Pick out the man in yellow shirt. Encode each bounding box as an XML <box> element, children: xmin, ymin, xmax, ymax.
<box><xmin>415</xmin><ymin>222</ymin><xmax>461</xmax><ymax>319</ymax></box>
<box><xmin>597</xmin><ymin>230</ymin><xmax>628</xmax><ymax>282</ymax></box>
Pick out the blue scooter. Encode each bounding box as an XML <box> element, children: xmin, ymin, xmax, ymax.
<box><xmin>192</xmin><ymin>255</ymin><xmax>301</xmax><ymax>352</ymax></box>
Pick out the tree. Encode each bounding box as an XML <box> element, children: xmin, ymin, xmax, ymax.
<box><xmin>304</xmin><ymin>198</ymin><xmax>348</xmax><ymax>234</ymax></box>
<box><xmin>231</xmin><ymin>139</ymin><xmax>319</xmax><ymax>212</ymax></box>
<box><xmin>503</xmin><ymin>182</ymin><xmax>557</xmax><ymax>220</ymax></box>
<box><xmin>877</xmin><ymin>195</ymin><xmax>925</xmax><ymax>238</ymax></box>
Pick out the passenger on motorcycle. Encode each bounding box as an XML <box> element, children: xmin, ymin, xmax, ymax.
◇ ◇ ◇
Nothing in the records may change; write them out again in full.

Pick out the man in yellow shirt. Encode each bounding box as an XML <box> element, children: xmin, ymin, xmax, ymax.
<box><xmin>415</xmin><ymin>222</ymin><xmax>461</xmax><ymax>319</ymax></box>
<box><xmin>597</xmin><ymin>230</ymin><xmax>628</xmax><ymax>282</ymax></box>
Pick out the blue scooter. Encode each bounding box as an XML <box> element, children: xmin, ymin, xmax, ymax.
<box><xmin>192</xmin><ymin>255</ymin><xmax>301</xmax><ymax>352</ymax></box>
Pick out the tree. Encode each bounding box as an XML <box> element, children: xmin, ymin, xmax, ymax.
<box><xmin>304</xmin><ymin>198</ymin><xmax>348</xmax><ymax>234</ymax></box>
<box><xmin>231</xmin><ymin>139</ymin><xmax>319</xmax><ymax>212</ymax></box>
<box><xmin>503</xmin><ymin>182</ymin><xmax>557</xmax><ymax>220</ymax></box>
<box><xmin>877</xmin><ymin>195</ymin><xmax>925</xmax><ymax>238</ymax></box>
Pick out the passenger on motorcycle. Encode each bounding box as an XML <box> element, children: xmin, ymin, xmax, ymax.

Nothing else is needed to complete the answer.